— START PASSAGE PROVIDED —

1.12 In light of these principles, we identified causes of unfairness and consumer harm including:

  • a lack of transparency in some CPs' terms and conditions and/or practices in relation to price variations;
  • CPs' inconsistent application of the "material detriment" test in GC 9.6 and uncertainty under the Unfair Terms in Consumer Contract Regulations 1999 (the "UTCCRs"); and
  • CPs' ability to raise prices in fixed term contracts without a reciprocal right to withdraw from a contract without penalty on the part of consumers.

1.13 We sought stakeholder views on the following options, proposing option 4 as our preferred course of action:

  • Option 1: no change to the current regulatory framework;
  • Option 2: require greater transparency of CPs' price variation terms and publish Ofcom guidance on the application of GC9.6 and the UTCCRs to price rises and relevant contract terms;
  • Option 3: modify GC9.6 so that consumers have to expressly opt-in to any variable price contract offered by a CP; and
  • Option 4: modify GC9.6 so that consumers can withdraw from a contract without penalty for any increase in the price for services applicable at the time the contract is entered into by the consumer (including changes to the level of service provided which effectively constitute a (unit) price increase).

1.14 Having given careful consideration to all the responses received, we have decided to adopt a variation of consultation option 2, rather than option 4.

Consultation responses

1.15 Across both CPs' and consumers' responses there were areas of agreement or consistency with aspects of the consultation. These included that price is an important consideration for consumers in contracts for telecommunications services, and that it is correspondingly important that terms relating to price and price variation are transparent. There was also some broad agreement that there are shortcomings in respect of this transparency.

1.16 There was similarly broad agreement or consistency on the points that the current regulatory framework provides some level of protection for consumers and other subscribers, but the current rules nonetheless contain elements of uncertainty. In particular, there is a need for clarity about what amounts to material detriment for the purposes of GC9.6.

— END PASSAGE PROVIDED —
— START DATASET RECORDS —

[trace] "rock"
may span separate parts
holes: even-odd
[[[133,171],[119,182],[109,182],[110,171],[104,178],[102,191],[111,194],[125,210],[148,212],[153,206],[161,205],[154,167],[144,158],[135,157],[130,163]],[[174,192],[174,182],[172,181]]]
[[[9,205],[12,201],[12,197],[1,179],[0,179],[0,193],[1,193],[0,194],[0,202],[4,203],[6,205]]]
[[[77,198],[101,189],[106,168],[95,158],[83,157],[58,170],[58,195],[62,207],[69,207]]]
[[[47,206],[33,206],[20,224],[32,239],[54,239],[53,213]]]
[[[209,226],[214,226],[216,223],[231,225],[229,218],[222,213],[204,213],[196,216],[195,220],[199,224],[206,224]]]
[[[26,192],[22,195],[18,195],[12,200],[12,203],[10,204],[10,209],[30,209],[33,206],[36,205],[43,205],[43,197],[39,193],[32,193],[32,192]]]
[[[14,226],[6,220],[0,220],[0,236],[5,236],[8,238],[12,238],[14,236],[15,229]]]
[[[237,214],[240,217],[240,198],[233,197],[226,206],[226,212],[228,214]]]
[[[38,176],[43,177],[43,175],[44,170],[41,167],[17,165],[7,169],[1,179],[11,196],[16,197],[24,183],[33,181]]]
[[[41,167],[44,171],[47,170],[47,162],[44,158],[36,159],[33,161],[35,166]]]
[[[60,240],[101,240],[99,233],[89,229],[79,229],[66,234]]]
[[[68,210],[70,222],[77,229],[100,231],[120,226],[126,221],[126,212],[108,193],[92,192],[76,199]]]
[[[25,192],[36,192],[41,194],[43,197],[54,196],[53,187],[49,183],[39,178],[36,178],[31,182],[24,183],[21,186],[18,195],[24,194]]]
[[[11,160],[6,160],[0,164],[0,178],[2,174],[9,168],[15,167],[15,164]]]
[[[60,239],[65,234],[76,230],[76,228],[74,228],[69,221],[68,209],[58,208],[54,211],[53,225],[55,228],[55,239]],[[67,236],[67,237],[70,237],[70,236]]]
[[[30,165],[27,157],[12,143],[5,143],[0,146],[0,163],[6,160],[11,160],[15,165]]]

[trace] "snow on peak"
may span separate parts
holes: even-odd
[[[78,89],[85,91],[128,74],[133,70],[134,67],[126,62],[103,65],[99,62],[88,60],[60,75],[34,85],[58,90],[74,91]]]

— END DATASET RECORDS —

(SET TASK 1)
According to the passage on telecom price variations, which option was finally chosen after the responses were considered?
(SET TASK 2)
Reproduce the passage on telecom price variations from "1.12 In light" up to and including "part of consumers.".
(SET TASK 3)
Do these statements agree with the passage on telecom price variations? Answer yes or no for each, quoting the words that decide it. (a) Under option 3, consumers would have to expressly opt in to any variable price contract. (b) The responses showed no agreement that price transparency falls short. (c) The current rules are described as free of uncertainty.

(TASK ANSWER 1)
A variation of consultation option 2, rather than option 4.

(TASK ANSWER 2)
1.12 In light of these principles, we identified causes of unfairness and consumer harm including:

  • a lack of transparency in some CPs' terms and conditions and/or practices in relation to price variations;
  • CPs' inconsistent application of the "material detriment" test in GC 9.6 and uncertainty under the Unfair Terms in Consumer Contract Regulations 1999 (the "UTCCRs"); and
  • CPs' ability to raise prices in fixed term contracts without a reciprocal right to withdraw from a contract without penalty on the part of consumers.

(TASK ANSWER 3)
(a) Yes: "modify GC9.6 so that consumers have to expressly opt-in to any variable price contract offered by a CP"
(b) No: "There was also some broad agreement that there are shortcomings in respect of this transparency."
(c) No: "the current rules nonetheless contain elements of uncertainty"